What you are asked to do = All the data should be repeated exactly. Any image in it is left out.

Data records =
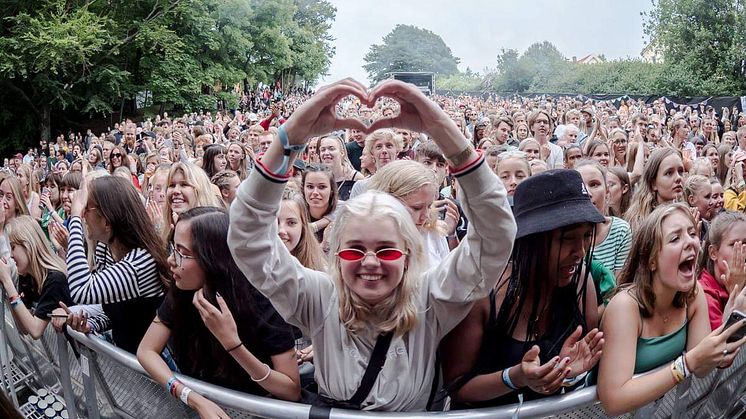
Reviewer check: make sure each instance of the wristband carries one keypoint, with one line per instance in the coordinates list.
(184, 396)
(287, 149)
(677, 369)
(506, 379)
(171, 384)
(269, 371)
(240, 344)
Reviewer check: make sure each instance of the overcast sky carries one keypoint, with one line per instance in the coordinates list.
(476, 31)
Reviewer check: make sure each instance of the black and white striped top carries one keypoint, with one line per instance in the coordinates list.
(134, 276)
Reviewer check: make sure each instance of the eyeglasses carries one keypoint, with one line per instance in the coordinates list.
(384, 255)
(179, 257)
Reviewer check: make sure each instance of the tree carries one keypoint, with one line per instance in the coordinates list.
(67, 60)
(532, 71)
(409, 48)
(466, 81)
(702, 40)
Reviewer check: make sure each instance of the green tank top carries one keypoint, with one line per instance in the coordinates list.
(660, 350)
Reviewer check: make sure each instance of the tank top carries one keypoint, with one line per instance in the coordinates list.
(500, 350)
(656, 351)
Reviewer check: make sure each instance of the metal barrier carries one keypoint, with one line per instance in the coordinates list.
(106, 381)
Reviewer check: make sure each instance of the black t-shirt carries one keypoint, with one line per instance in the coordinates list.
(53, 291)
(270, 336)
(354, 152)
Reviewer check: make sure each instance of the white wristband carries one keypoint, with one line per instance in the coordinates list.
(184, 395)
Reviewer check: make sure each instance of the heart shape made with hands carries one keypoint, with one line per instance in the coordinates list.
(416, 113)
(352, 107)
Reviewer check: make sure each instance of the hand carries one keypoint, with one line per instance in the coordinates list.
(80, 198)
(206, 409)
(59, 322)
(5, 273)
(714, 351)
(46, 201)
(697, 220)
(220, 322)
(451, 214)
(305, 354)
(583, 353)
(736, 300)
(542, 379)
(59, 235)
(416, 113)
(316, 116)
(77, 321)
(737, 275)
(545, 152)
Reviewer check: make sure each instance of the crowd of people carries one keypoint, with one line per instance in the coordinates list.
(383, 250)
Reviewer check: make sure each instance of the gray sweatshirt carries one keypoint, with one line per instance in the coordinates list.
(308, 299)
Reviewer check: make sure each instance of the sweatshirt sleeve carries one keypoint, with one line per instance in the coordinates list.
(300, 295)
(472, 269)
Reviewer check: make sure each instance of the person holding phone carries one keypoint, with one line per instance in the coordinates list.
(735, 195)
(42, 281)
(659, 316)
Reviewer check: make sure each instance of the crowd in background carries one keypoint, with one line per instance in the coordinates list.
(508, 276)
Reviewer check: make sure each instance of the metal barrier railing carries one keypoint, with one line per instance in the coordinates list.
(106, 381)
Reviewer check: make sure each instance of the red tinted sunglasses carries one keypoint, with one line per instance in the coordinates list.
(386, 255)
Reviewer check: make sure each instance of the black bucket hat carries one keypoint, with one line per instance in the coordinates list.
(552, 199)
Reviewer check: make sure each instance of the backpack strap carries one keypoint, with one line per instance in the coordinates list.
(375, 365)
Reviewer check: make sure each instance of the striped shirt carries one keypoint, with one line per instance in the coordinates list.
(613, 251)
(134, 276)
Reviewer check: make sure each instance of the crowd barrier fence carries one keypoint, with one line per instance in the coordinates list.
(99, 380)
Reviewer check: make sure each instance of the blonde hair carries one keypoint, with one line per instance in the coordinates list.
(15, 188)
(33, 180)
(398, 312)
(308, 250)
(693, 184)
(24, 231)
(401, 178)
(196, 178)
(384, 134)
(645, 199)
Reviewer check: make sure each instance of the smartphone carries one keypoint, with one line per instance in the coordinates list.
(735, 317)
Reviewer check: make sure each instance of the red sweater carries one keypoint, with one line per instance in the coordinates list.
(717, 298)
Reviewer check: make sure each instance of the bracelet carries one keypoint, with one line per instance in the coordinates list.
(287, 149)
(269, 371)
(687, 372)
(171, 385)
(677, 369)
(459, 159)
(15, 300)
(184, 396)
(506, 379)
(240, 344)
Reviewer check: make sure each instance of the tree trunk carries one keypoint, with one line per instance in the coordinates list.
(45, 123)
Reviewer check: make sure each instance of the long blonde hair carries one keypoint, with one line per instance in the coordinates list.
(24, 231)
(398, 312)
(196, 178)
(401, 178)
(308, 250)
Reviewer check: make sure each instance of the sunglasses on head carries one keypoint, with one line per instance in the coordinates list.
(386, 255)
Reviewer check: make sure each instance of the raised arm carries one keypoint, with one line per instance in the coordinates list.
(298, 294)
(471, 270)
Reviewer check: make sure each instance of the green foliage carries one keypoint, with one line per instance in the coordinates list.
(703, 43)
(74, 58)
(409, 48)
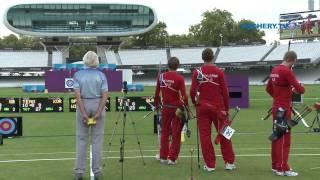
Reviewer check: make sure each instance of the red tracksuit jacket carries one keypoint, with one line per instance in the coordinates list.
(280, 86)
(214, 92)
(172, 88)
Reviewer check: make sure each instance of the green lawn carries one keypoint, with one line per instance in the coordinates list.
(48, 143)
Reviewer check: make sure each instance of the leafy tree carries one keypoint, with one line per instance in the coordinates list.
(158, 36)
(218, 25)
(214, 23)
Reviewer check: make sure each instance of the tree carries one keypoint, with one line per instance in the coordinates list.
(214, 23)
(218, 25)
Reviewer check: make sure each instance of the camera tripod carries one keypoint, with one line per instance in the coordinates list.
(123, 111)
(316, 120)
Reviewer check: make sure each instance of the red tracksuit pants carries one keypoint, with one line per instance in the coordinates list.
(281, 147)
(170, 121)
(207, 116)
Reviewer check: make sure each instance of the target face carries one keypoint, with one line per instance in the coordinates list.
(69, 83)
(7, 126)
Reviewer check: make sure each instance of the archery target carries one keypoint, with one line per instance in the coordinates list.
(7, 126)
(68, 83)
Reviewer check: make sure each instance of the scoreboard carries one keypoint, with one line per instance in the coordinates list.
(73, 104)
(145, 103)
(42, 104)
(9, 105)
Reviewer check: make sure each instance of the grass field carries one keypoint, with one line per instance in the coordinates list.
(47, 149)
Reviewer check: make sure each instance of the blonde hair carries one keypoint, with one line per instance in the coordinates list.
(91, 59)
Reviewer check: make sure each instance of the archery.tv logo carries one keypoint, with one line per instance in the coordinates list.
(249, 26)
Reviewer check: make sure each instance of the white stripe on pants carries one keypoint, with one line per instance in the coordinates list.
(82, 134)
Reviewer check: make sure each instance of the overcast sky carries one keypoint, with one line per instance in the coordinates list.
(180, 14)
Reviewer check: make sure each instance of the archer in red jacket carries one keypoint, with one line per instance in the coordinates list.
(210, 95)
(280, 86)
(173, 93)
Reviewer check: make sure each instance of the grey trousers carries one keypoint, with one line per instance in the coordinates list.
(97, 136)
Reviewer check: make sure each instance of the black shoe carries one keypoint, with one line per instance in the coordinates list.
(98, 177)
(78, 177)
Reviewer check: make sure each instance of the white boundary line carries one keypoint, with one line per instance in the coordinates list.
(136, 157)
(91, 171)
(151, 150)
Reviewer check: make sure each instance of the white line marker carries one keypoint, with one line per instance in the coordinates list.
(150, 150)
(137, 157)
(91, 171)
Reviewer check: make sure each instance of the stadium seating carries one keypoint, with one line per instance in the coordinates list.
(143, 57)
(304, 50)
(28, 58)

Response to this task =
Reviewer check: make sure each instance of the wristband carries one keypoint, with one line per instance in the coordinates list.
(184, 396)
(287, 149)
(677, 369)
(506, 379)
(171, 384)
(269, 371)
(240, 344)
Reviewer check: make sure each instance of the overcast sky carries one keypoint, with one line per instance in the coordinates list.
(476, 31)
Reviewer check: make sure each instance of the black and white striped top carries one keypoint, with one line per instance in the coordinates list.
(134, 276)
Reviewer check: make sure each instance of the eyeglasses carries one keypoint, with one line per instance in the coordinates list.
(384, 255)
(179, 257)
Reviewer check: make sure each instance of the tree carries one keypoint, with one line per instance in the coordinates list.
(67, 60)
(532, 71)
(409, 48)
(466, 81)
(702, 40)
Reviewer check: make sure each instance of the green tank top carries one keypoint, with one line per instance in the coordinates list.
(660, 350)
Reviewer check: make sure each instance of the tank top carries one keypoint, with one line per instance in the coordinates list.
(500, 350)
(656, 351)
Reviewer check: make sure each instance of the metal barrier carries one keypoint, with one line per instance in the coordinates list.
(106, 381)
Reviewer check: make sure each instance of the black t-shirt carries one keypoint, with one line per instance in the coordinates list.
(53, 291)
(270, 336)
(354, 152)
Reviewer check: make sure each instance of the white wristband carries one keypoint, with one line per instance in the coordinates list.
(184, 395)
Reviewer check: make sure each instance of the heart shape made with hands carries one keypoint, with one line per instance in the coordinates list.
(416, 113)
(352, 107)
Reviewer check: make sure each instance of the hand carries one keypoint, with one line per instance in the coordinates list.
(80, 198)
(206, 409)
(59, 322)
(5, 273)
(714, 351)
(46, 201)
(697, 220)
(220, 322)
(451, 214)
(305, 354)
(583, 353)
(736, 300)
(542, 379)
(59, 235)
(416, 113)
(316, 116)
(77, 321)
(737, 275)
(545, 152)
Reviewer check: make sure each instance of the crowd of people carries one keypoint, with one line per instance in the coordinates list.
(383, 250)
Reviewer check: make sure each instance of the gray sweatshirt carries one keypoint, with one line per instance in the coordinates list.
(308, 299)
Reviewer check: make sure each instance of the sweatshirt sleeve carries one keypoint, with one line per instance in the coordinates list.
(300, 295)
(472, 269)
Reviewer check: make sure each instance of the person holding phone carries one keypoint, with one line per instance in the coordinates list.
(735, 195)
(42, 281)
(659, 316)
Reviewer check: make sure each instance of the crowd in background carries one keypoint, with one line per instance in the coordinates list.
(508, 276)
Reviewer check: make sure each instance of the metal barrier railing carries one keypoint, with one line per instance in the coordinates list.
(106, 381)
Reviewer check: make sure each instance of the red tinted sunglasses carries one keypoint, with one line per instance in the coordinates list.
(386, 255)
Reviewer check: make sure each instance of the black bucket hat carries one keypoint, with one line per instance in the coordinates list.
(552, 199)
Reviewer check: make sure each instance of the backpack strap carries one keypoint, with one line per instance in the coordinates list.
(375, 365)
Reviewer check: make sure each instance of the striped shirt carries one keypoint, with one line per instance in the coordinates list.
(613, 251)
(134, 276)
Reviewer check: make sure each instance of the crowd barrier fence carries one keypoint, with one line per instance in the coordinates list.
(99, 380)
Reviewer check: make sure each instance of the blonde hair carries one keypoint, with one line per instance in the coordinates list.
(15, 188)
(33, 180)
(398, 312)
(308, 250)
(693, 184)
(24, 231)
(401, 178)
(196, 178)
(384, 134)
(645, 199)
Reviewer check: make sure each instance of the smartphone carries one keypoint, with one line per instance in the coordinates list.
(735, 317)
Reviewer check: make sure each instance of the red sweater carries one keypoint, with one line per instance in the coordinates list.
(717, 298)
Reviewer check: make sure each instance of the bracelet carries one keypoint, with one line per instance in the coordinates list.
(287, 149)
(269, 371)
(687, 372)
(171, 385)
(677, 369)
(459, 159)
(15, 300)
(184, 396)
(506, 379)
(240, 344)
Reviewer check: make sure each instance of the tree trunk carries one keypoint, with one line per instance in the coordinates list.
(45, 123)
Reviewer check: make sure each instance of the long blonde hair carries one keypoint, with one line per instance in the coordinates list.
(24, 231)
(398, 312)
(196, 178)
(401, 178)
(308, 250)
Reviewer check: make sure each instance of the sunglasses on head carries one keypoint, with one line per instance in the coordinates list.
(386, 255)
Reviewer check: make sure each instance of the raised arm carries one keypoint, with one line per instance in the coordinates list.
(298, 294)
(471, 270)
Reviewer check: make sure each instance of the green foliage carries one keypoint, with one line per instance in the coordinates list.
(703, 43)
(74, 58)
(409, 48)
Reviewer check: make sure each instance of the red tracksuit jacket carries one keypoint, with one line per instance in the coordinates list.
(280, 86)
(214, 92)
(172, 88)
Reviewer check: make sure each instance of the green lawn carries one keypoint, with one line per instance in the coordinates list.
(48, 143)
Reviewer check: make sure each instance of the leafy tree carries one keypoint, with one line per instance in the coordinates list.
(158, 36)
(218, 25)
(214, 23)
Reviewer check: make sure each instance of the tree carries one keypoint, with one line per instance in the coordinates list.
(214, 23)
(218, 25)
Reviewer check: make sure each instance of the camera tripod carries one keypoint, with one line per instance in the coordinates list.
(123, 111)
(316, 120)
Reviewer check: make sure each instance of the red tracksuit pants carries one keypoint, with one line per instance in the coordinates list.
(281, 147)
(170, 121)
(207, 116)
Reviewer check: make sure each instance of the target face carries one keypoint, with one line per instance in the coordinates list.
(69, 83)
(7, 126)
Reviewer check: make sure each instance of the archery target carries one keypoint, with one line per instance in the coordinates list.
(7, 126)
(68, 83)
Reviewer check: make sure each instance of the scoreboard carries one keypoint, with one line per instance in the coordinates list.
(73, 104)
(145, 103)
(42, 104)
(9, 105)
Reviewer check: make sure each instance of the grass field carries one keypoint, with one line per instance in the coordinates list.
(47, 149)
Reviewer check: make sure each instance of the blonde hair carries one keypoint, with one line per instance in the coordinates list.
(91, 59)
Reviewer check: make sure each instance of the archery.tv logo carries one keypoint, with one line per instance in the coordinates list.
(249, 26)
Reviewer check: make sure each instance of the white stripe on pants carries one keypoint, with one line per instance in the coordinates list.
(82, 134)
Reviewer check: make sure each instance of the overcast sky carries one keypoint, with one line per instance in the coordinates list.
(180, 14)
Reviewer check: make sure each instance of the archer in red jacket carries one keypoint, with one line per instance in the coordinates list.
(210, 95)
(280, 86)
(173, 93)
Reviewer check: make sure each instance of the grey trousers carries one keypoint, with one line per instance in the coordinates list.
(97, 136)
Reviewer check: make sure each instance of the black shoe carries one keypoint, with one line per instance in the coordinates list.
(98, 177)
(78, 177)
Reviewer check: make sure each instance of the white boundary line carries one keypoint, with one line per instance in the coordinates list.
(136, 157)
(91, 171)
(151, 150)
Reviewer check: make sure each instance of the white line marker carries one keypoint, with one line per instance in the coordinates list.
(150, 150)
(137, 157)
(91, 171)
Reviewer check: make sure each instance of the stadium seating carries one keypoint, with one line per instance in the coordinates list.
(143, 57)
(304, 50)
(28, 58)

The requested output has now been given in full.